▶ Ausgewählter Auszug:

Diese Idee hat seit 245 Jahren Bestand, es wurde so viel erreicht, dass die Gründungssatzung wie aus der Zeit gefallen klingt, aber die Idee, die Motivation hat bis heute Bestand. Nach wie vor gilt: Nur wer sich als Teil des Ganzen empfindet, wird sich für dessen Erhalt einsetzen. Und aus dem Gründungsimpuls von damals lässt sich eine wichtige Inspiration für heute ableiten: Jede Zeit braucht den Mut und die Wagnisbereitschaft von Menschen, die sich mit dem Vorgefundenen nicht zufriedengeben, die etwas zum Besseren verändern wollen.
Lassen Sie sich also von der eigenen Geschichte, von den eigenen Erfolgen inspirieren und bringen Sie Ihre Ideen ein, wenn es darum geht, den aktuellen Herausforderungen mit kreativen Lösungsansätzen zu begegnen. Dazu möchte ich ein aktuelles Beispiel aus den politischen Debatten nutzen, dass bei vielen Menschen Sorgen und auch Ängste auslöst. Das Parlament berät derzeit darüber, wie es in der sogenannten Wärmewende gelingen kann, die Heizungen unserer Wohnungen und Häuser von fossilen Brennstoffen auf erneuerbare umzustellen. Auf die technischen und normativen Details möchte ich nicht eingehen, aber auf die Verunsicherung, die schon die Debatte ausgelöst hat. Viele Menschen fragen sich, was dieses Vorhaben konkret für sie bedeutet und vor allem: Kann ich mir das leisten? Eine Frage, die sich viele Menschen in den vergangenen Monaten schon oft stellen mussten und die auch – so fürchte ich – in den nächsten Jahren nicht mehr aus dem Alltag verschwinden wird. Es ist aber eine Frage, die Sie als Mitarbeiterinnen und Mitarbeiter der Sparkassen mit Expertise und Erfahrung beantworten können. Sie haben das Vertrauen Ihrer Kunden und können den Sorgen und Ängsten mit Wissen und Lösungsvorschlägen begegnen. Nutzen Sie Ihr Vertrauenskapital und nehmen Sie den Menschen die Ängste vor dem Wandel. Sie als Sparkassenfamilie verfügen über ein beträchtliches Erbe. Ich spreche jetzt nicht über Kapital. Ich erinnere Sie aber daran, dass Ihre Geschichte geprägt ist von Millionen Erfolgsgeschichten derer, die an das Gelingen glauben und denen Sie geholfen haben, ihre Pläne und Wünsche zu erfüllen.
Da wir realistisch auf die Welt blicken wollen: Alle Sorgen und Ängste werden Sie selbstverständlich nicht nehmen können. Denn zu den bekannten Krisen und Herausforderungen durch die Bedrohung unserer liberalen Demokratie von Innen und Außen, durch einen umfassenden und für viele bedrohlichen Wandel, durch die Digitalisierung und die Künstliche Intelligenz, auch durch eine zunehmende Migration und durch neue Konflikte werden weitere Krisen hinzukommen. Klar ist auch: Die Politik wird kluge und belastbare Rahmenbedingungen setzen müssen. Aber die Umsetzung müssen wir gemeinsam stemmen.

▶ Vorliegende Angaben:

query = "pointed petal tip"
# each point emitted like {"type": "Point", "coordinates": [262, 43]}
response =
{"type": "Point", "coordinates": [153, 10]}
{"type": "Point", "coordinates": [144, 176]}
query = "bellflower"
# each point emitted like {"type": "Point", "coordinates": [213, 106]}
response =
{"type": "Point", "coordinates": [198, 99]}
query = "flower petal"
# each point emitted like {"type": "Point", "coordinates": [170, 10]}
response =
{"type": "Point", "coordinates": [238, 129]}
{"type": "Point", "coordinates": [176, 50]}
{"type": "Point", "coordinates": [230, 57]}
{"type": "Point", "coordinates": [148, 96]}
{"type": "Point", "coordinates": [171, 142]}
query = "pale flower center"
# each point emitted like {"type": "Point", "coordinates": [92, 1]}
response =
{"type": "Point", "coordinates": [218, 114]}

▶ Zu bearbeitende Aufgaben:
1. Zitieren Sie aus dem Redeauszug die Stelle von „Da wir realistisch“ bis einschließlich „wir gemeinsam stemmen.“.
2. Wovon worauf sollen die Heizungen laut dem Redeauszug im Zuge der Wärmewende umgestellt werden?

▶ Lösungen:
1.
Da wir realistisch auf die Welt blicken wollen: Alle Sorgen und Ängste werden Sie selbstverständlich nicht nehmen können. Denn zu den bekannten Krisen und Herausforderungen durch die Bedrohung unserer liberalen Demokratie von Innen und Außen, durch einen umfassenden und für viele bedrohlichen Wandel, durch die Digitalisierung und die Künstliche Intelligenz, auch durch eine zunehmende Migration und durch neue Konflikte werden weitere Krisen hinzukommen. Klar ist auch: Die Politik wird kluge und belastbare Rahmenbedingungen setzen müssen. Aber die Umsetzung müssen wir gemeinsam stemmen.

2. Von fossilen Brennstoffen auf erneuerbare.